A dexterous micro manipulation system was developed for applications such as assembling micro machines, manipulating cells, and micro surgery. We (1996, 1999) have proposed a concept of a two fingered micro hand, and designed and built a prototype. We succeeded in performing basic micro manipulations, including the grasp, release, and rotation of a microscopic object. The two-fingered micro hand prototype needs to be more miniaturized for higher accuracy and use in the small chamber of SEM. In this paper, we propose a new 3-DOF parallel mechanism for the micromanipulator in order to achieve low cost and small size. The new mechanism is only used for punching holes and bending a thin plate. The two-fingered micro hand with the mechanism was designed and a prototype developed. An experiment shows the excellent micro capability of the mechanism.

Robotic Assist for MR-Guided Surgery Using Leverage and Parallelepiped Mechanism

In this paper, we would propose a novel mechanism of surgical manipulator, which assists the surgeon in precise positioning and handling of surgical devices, like biopsy needle, endscope, in MR-guided surgery. This mechanism can transmit 3 translational and 3 rotational motion from the outside to the inside of MR imaging area using leverage and parallelepiped mechanism. Such a remote actuation is significantly helpful for robotic assist under MR-guided surgery because the strong magnet of MR denies the existence of magnetic and electric devices around imaging area. This mechanism also has merits of the mechanical safety and simple shape. The combination of stereotactic imaging and precise positioning would enable a less invasive surgery in brain and spine surgery.

### DIRECTIONS:
Copy the passage of the robotics abstracts starting at "In this paper, we would" and ending at "and spine surgery.", swapping "biopsy needle" for "guide wire".

### DATA TO EXAMINE:
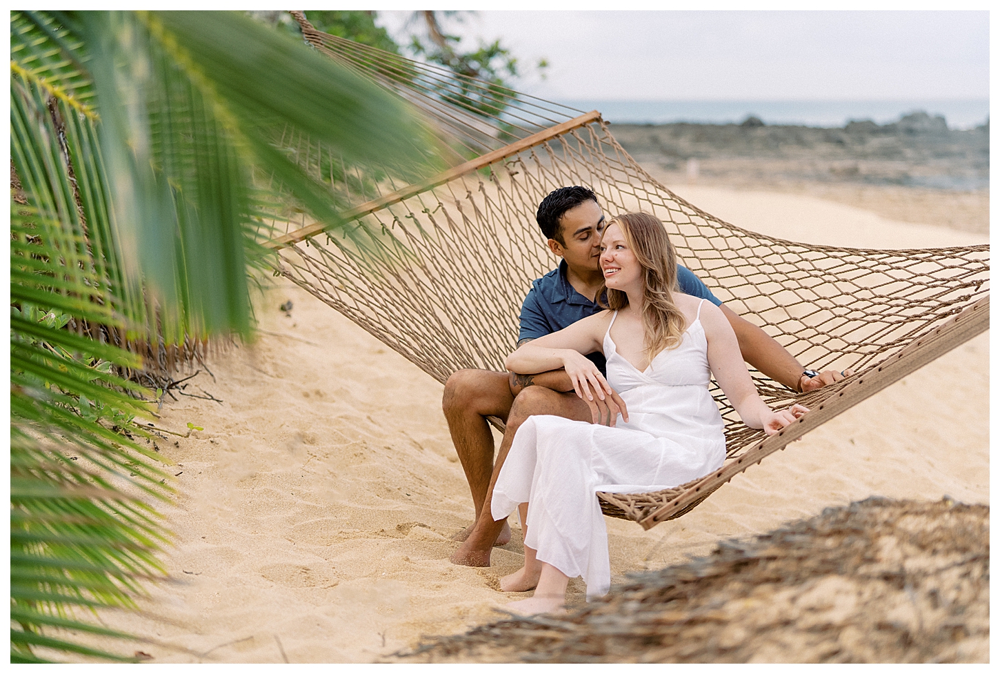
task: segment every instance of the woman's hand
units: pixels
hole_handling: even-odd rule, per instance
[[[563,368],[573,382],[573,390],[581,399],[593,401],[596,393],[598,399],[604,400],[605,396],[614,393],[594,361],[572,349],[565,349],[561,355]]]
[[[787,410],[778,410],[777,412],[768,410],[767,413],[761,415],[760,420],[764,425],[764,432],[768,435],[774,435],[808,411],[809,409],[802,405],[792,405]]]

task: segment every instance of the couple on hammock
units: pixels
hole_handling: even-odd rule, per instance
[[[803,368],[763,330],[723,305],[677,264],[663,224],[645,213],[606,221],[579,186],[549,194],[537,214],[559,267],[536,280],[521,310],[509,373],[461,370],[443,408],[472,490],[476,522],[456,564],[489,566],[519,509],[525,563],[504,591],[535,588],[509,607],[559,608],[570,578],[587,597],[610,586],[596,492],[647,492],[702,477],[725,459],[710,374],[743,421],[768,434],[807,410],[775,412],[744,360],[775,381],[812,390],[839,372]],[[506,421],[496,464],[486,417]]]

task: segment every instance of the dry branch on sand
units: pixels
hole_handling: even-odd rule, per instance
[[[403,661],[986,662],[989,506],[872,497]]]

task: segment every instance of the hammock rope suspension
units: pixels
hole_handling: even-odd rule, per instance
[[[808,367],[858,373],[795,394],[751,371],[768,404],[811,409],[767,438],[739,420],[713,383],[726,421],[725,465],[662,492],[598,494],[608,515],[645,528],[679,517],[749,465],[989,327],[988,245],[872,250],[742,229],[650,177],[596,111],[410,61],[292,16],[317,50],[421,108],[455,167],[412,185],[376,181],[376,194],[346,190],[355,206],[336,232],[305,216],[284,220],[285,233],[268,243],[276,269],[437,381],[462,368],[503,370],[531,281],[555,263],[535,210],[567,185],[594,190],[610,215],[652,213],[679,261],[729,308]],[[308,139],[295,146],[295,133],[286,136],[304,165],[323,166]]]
...
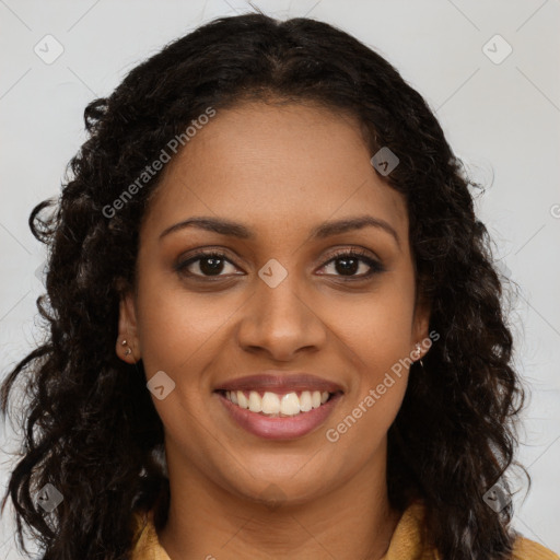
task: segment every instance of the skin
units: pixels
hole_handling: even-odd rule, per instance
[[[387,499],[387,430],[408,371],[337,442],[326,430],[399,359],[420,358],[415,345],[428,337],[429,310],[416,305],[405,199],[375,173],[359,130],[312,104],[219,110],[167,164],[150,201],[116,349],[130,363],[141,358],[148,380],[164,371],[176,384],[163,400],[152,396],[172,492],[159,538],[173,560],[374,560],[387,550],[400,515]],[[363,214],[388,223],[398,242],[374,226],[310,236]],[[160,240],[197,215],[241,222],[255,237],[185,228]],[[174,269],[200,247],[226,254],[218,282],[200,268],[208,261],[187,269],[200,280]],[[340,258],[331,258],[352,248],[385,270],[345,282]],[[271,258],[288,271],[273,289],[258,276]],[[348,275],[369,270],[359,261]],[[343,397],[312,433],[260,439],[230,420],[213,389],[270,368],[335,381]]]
* * *
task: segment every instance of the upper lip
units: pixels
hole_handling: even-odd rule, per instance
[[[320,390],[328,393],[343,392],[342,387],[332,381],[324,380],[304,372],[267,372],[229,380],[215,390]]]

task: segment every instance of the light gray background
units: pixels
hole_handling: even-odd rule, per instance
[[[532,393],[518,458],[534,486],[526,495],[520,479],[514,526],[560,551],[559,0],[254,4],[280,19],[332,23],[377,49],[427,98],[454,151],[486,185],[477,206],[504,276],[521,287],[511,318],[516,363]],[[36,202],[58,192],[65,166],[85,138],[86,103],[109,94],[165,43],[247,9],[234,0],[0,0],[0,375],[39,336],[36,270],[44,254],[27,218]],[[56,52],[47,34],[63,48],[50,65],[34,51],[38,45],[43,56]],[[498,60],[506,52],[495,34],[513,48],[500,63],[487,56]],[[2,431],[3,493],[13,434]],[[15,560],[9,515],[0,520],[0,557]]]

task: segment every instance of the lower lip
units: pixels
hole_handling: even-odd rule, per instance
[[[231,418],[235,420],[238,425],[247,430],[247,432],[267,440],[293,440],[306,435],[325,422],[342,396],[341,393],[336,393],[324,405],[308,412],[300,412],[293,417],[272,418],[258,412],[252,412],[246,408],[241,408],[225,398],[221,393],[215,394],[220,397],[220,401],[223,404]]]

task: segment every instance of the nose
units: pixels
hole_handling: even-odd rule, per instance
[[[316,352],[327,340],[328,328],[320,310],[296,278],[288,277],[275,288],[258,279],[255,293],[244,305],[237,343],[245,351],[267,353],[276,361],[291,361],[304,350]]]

### ANSWER:
In this paper, we would propose a novel mechanism of surgical manipulator, which assists the surgeon in precise positioning and handling of surgical devices, like guide wire, endscope, in MR-guided surgery. This mechanism can transmit 3 translational and 3 rotational motion from the outside to the inside of MR imaging area using leverage and parallelepiped mechanism. Such a remote actuation is significantly helpful for robotic assist under MR-guided surgery because the strong magnet of MR denies the existence of magnetic and electric devices around imaging area. This mechanism also has merits of the mechanical safety and simple shape. The combination of stereotactic imaging and precise positioning would enable a less invasive surgery in brain and spine surgery.